| Required task 1 |
Write out the passage in the donut piece from "Chocolate-filled donuts from" up to and including "the biggest one.", word for word.
| Required task 2 |
Answer these from the donut piece:
(a) Which donut did the writer always order on Sunday mornings?
(b) What did Juan Olivares begin baking before he expanded to other goods?
(c) Which filling does the writer say pairs perfectly with the savory pastry?

--- Start of Provided text ---

Chocolate-filled donuts from Centinela de la Luna
On Sunday mornings, my sisters and I would wake up early and distractedly watch cartoons until my dad woke up and piled us into the car to grab a pink box of donuts and hot chocolate. I would always order a Long John, a long oval shaped donut topped with an impossibly uniform line of chocolate frosting. I didn’t get hooked on the Long John because it was the most delicious — that is obviously a glazed old fashioned — but because it was the biggest one.
It comes as no surprise that the best donut I’ve tried in Buenos Aires comes from baker Juan Olivares of DIY bakery Centinela de la Luna. The insatiably curious developer-turned-panadero began with sourdough loaves before expanding to fluffy pizza a la piedra, hamburger buns, vegan breads, buttery croissants and rolls stuffed with cinnamon and chocolate. His first line of donuts (I am willing more) are plump spheres the size of a worn out baseball. The traditional brioche dough is only slightly sweetened with a hearty chew and a thin, flaky crust. A box of four comes with different fillings: nutella, red berry cheesecake frosting, pastelera or cinnamon cream. The nutella pairs perfectly with the savory pastry; a cheesecake frosting stuffed with fresh berries is a close second.

--- End of Provided text ---
--- Start of Data block ---

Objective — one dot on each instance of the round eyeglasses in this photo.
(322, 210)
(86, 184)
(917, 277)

--- End of Data block ---

| Task output 1 |
Chocolate-filled donuts from Centinela de la Luna
On Sunday mornings, my sisters and I would wake up early and distractedly watch cartoons until my dad woke up and piled us into the car to grab a pink box of donuts and hot chocolate. I would always order a Long John, a long oval shaped donut topped with an impossibly uniform line of chocolate frosting. I didn’t get hooked on the Long John because it was the most delicious — that is obviously a glazed old fashioned — but because it was the biggest one.

| Task output 2 |
(a) A Long John
(b) Sourdough loaves
(c) Nutella